— SUPPLIED INFORMATION —

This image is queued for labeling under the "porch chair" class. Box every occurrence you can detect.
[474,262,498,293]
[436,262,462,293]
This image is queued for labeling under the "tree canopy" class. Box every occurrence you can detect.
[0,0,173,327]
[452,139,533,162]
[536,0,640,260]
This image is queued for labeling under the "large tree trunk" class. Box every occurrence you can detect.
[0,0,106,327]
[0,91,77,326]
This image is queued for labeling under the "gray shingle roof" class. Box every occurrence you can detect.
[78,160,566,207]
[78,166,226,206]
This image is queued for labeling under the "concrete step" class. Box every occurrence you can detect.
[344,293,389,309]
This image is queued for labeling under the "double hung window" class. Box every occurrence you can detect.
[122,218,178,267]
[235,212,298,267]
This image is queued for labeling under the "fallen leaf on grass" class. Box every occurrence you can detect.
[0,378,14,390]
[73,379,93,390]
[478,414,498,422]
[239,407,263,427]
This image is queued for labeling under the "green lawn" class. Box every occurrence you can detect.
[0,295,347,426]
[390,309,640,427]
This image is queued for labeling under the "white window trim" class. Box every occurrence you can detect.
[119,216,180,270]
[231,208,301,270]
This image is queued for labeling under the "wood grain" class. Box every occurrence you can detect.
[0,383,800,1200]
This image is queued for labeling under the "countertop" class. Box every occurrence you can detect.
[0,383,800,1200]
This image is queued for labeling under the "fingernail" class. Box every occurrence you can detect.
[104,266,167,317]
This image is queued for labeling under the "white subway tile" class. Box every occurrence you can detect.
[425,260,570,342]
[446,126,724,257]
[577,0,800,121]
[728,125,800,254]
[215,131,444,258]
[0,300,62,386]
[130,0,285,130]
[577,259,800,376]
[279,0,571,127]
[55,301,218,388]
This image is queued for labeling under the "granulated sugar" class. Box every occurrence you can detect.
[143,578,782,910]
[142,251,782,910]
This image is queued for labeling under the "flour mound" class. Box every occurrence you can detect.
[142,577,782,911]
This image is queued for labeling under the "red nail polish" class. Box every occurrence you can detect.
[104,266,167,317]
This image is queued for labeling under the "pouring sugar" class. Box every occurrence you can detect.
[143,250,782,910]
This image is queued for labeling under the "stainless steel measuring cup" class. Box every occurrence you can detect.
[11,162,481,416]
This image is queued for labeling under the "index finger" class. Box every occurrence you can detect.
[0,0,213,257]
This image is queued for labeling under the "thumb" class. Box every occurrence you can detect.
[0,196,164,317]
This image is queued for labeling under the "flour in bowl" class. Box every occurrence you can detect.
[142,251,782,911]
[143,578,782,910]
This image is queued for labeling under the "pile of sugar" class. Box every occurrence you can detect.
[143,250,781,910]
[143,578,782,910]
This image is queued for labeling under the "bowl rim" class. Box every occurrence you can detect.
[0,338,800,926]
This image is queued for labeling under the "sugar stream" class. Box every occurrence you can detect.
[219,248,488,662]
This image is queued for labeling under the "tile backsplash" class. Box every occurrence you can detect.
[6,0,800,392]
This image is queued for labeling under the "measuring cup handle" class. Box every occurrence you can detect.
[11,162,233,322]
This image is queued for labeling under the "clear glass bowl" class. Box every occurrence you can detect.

— EXERCISE —
Which lines of the material above contain the word "sugar"? Find each one and copy it in full.

— FULL RESPONSE —
This image is queued for labeling under the "granulated sugar" class. Box every occurrence you can detect.
This image is queued for labeling under the "pouring sugar" class. Box every occurrence you can detect.
This image is queued for labeling under the "pile of sugar" class. Box every occurrence you can detect.
This image is queued for labeling under the "sugar stream" class. Box every occurrence you can detect.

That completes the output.